═════ PAGE TEXT
Bottom line, it’s going to take more than big changes to stem this tide… it’s going to take a miracle, one that even Morgan Shepherd’s Victory In Jesus outfit can’t seem to bring to RCR.
THREE: NASCAR is Not Like Other Sports… and Needs to Stop Acting Like It
NASCAR’s notorious dictatorial style was obviously at work during the week leading up to Pocono, sprung into action after Ryan Newman and Denny Hamlin were each revealed as having been secretly fined by the sanctioning body for making comments detrimental about the sport. By the end of the weekend, the two outspoken drivers were acquiescing as to why they were punished, with articles aplenty chronicling how the rest of the field understood and even agreed with NASCAR’s decision to fine its own competitors – noting that other professional leagues routinely do the same.
Problem is, NASCAR is not the NFL, or the NBA (thank God). This sport is different, as the complete and utter failure of the Chase has reminded fans for the better part of the last decade. And the consequences of speaking out are also different. As hard-hitting as football may be, NASCAR is the most dangerous professional sport in the United States, bar none. Everyone taking part, from the drivers to the fans in the stands, are risking their lives to do so.
“Even though we, at times, model ourselves after other sports, we have a unique enough sport that we’ve stood on our own for a long time,” Hamlin said in a rare moment of clarity on Friday. “And I think we could in the future, as well.”
But stick ‘n’ ball reform isn’t the only problem with NASCAR’s “keep quiet in public” policy. Because for all the talk of how Hamlin’s comments that landed him a fine were about NASCAR’s deliberate use of debris cautions to close up the finish (in short, telling the truth), Ryan Newman’s comments were literally a matter of life and death.
══════════
WHAT THIS EXERCISE ASKS.
1: Which two drivers does the NASCAR commentary say were secretly fined by the sanctioning body?
2: Please write a continuation of the NASCAR commentary, picking up right after its final sentence.
The items that come after this text aren't needed.
═════ ENTRIES
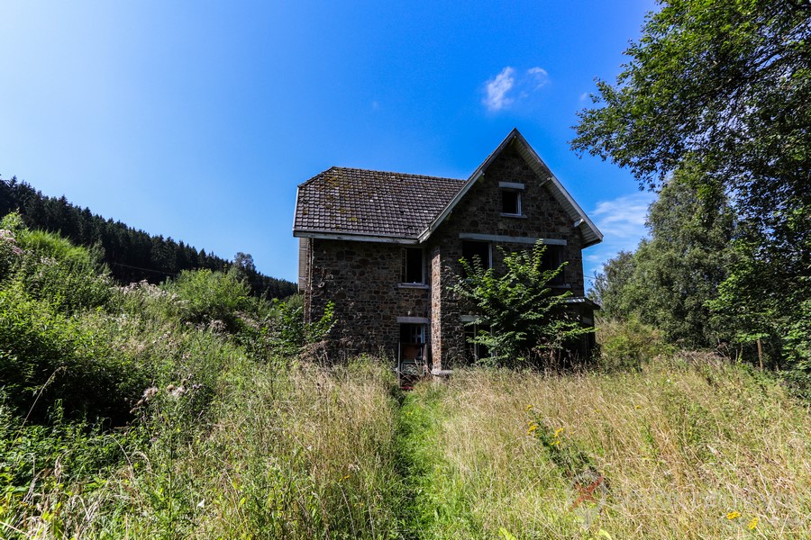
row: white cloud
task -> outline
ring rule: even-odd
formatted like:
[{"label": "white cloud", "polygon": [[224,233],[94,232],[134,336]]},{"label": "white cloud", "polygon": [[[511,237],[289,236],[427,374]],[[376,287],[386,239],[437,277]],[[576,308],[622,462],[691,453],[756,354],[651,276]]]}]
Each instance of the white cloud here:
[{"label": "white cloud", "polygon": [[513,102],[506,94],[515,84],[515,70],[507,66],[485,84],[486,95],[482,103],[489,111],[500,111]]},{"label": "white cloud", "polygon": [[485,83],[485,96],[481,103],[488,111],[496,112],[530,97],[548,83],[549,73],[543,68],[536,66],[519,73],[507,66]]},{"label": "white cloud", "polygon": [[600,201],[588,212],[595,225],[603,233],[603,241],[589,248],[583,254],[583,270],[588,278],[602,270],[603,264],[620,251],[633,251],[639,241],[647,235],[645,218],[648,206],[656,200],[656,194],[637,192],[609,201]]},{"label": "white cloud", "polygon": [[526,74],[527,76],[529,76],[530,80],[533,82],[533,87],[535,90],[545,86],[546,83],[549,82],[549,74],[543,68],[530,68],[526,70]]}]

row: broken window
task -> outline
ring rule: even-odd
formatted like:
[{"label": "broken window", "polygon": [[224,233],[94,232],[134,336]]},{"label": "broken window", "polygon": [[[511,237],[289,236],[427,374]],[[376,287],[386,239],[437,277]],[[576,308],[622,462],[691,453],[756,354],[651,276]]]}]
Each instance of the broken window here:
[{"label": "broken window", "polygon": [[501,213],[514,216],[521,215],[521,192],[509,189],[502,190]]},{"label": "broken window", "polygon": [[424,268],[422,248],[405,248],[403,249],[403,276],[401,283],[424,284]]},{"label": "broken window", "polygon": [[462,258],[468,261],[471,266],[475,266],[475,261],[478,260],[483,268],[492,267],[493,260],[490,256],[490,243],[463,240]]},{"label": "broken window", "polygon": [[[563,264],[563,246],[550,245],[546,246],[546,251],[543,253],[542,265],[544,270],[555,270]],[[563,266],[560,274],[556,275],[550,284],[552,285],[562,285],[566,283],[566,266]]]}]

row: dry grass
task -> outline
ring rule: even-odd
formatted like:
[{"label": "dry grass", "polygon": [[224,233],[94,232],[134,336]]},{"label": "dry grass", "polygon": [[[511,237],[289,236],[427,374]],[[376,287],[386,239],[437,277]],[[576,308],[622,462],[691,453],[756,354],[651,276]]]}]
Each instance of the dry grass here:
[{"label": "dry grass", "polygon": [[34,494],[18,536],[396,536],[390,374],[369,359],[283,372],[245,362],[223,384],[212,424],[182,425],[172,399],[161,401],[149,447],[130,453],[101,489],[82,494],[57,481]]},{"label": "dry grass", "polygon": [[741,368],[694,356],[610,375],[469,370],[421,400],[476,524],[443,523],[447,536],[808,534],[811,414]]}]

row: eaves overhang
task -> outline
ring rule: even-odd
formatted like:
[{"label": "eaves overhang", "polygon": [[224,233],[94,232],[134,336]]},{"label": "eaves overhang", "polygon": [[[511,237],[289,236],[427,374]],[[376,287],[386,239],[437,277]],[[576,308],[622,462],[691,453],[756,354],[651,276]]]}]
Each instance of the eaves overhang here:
══════════
═════ ENTRIES
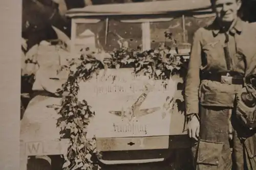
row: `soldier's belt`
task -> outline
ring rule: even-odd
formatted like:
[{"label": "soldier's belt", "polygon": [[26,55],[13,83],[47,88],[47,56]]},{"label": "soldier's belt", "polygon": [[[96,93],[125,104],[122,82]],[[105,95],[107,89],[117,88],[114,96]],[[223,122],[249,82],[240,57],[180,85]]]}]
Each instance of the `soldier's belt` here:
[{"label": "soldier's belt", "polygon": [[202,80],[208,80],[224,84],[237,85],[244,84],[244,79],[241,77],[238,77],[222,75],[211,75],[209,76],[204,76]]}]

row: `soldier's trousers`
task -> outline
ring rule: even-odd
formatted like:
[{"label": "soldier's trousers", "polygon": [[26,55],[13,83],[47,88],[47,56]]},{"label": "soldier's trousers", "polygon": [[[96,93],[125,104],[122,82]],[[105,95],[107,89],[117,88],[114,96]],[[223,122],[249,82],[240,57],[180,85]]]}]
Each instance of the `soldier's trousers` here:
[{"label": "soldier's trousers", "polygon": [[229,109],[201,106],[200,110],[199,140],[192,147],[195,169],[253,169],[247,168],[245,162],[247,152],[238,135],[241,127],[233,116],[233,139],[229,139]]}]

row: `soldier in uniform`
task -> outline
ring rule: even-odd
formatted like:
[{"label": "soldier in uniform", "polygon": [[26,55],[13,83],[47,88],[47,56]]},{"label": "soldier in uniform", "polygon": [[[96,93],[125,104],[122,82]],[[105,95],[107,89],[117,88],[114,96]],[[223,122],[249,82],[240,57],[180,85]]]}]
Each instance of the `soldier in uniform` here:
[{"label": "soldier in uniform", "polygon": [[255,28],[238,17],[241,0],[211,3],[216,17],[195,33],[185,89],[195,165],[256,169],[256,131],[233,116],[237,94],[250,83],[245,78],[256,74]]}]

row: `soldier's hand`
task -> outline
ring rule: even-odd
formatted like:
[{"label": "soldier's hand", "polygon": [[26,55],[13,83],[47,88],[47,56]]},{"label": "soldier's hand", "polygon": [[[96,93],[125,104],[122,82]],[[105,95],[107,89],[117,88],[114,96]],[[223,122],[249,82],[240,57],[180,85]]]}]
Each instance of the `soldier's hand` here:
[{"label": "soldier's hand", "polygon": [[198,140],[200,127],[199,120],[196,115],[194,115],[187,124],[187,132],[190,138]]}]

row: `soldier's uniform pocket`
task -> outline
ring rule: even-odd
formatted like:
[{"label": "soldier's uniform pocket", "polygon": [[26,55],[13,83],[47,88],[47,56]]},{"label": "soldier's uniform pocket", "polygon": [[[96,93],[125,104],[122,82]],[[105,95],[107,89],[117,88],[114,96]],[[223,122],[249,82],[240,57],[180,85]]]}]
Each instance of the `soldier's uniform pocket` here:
══════════
OUTPUTS FOR THE TASKS.
1: Ryan Newman and Denny Hamlin.

2:
Before and since his harrowing crash at Talladega last fall, Newman’s shots at the sanctioning body have been confined to matters of safety. And that’s been the motif for many of the engineer’s criticisms: Be it after Talladega in the fall of 2009, addressing NASCAR’s lack of work towards keeping cars on the ground with the new car design; the April comments at the same track that got him fined; or even back as far as 2004, when he endured a hard wreck at the Texas Motor Speedway before SAFER barriers were ever installed.
This is where NASCAR taping over their drivers’ mouths is intolerable. Unlike football and other stick ‘n’ ball sports that frankly don’t change that much, NASCAR is constantly in flux. The tires are changing. The tracks are changing. The cars are changing. Feedback from the competitors is absolutely necessary to stay on top of the sport. If NASCAR really wants to avoid damaging statements in the media, instead of telling drivers to shut up, they need to hire up people that have half a clue and give half a damn about improving the sport.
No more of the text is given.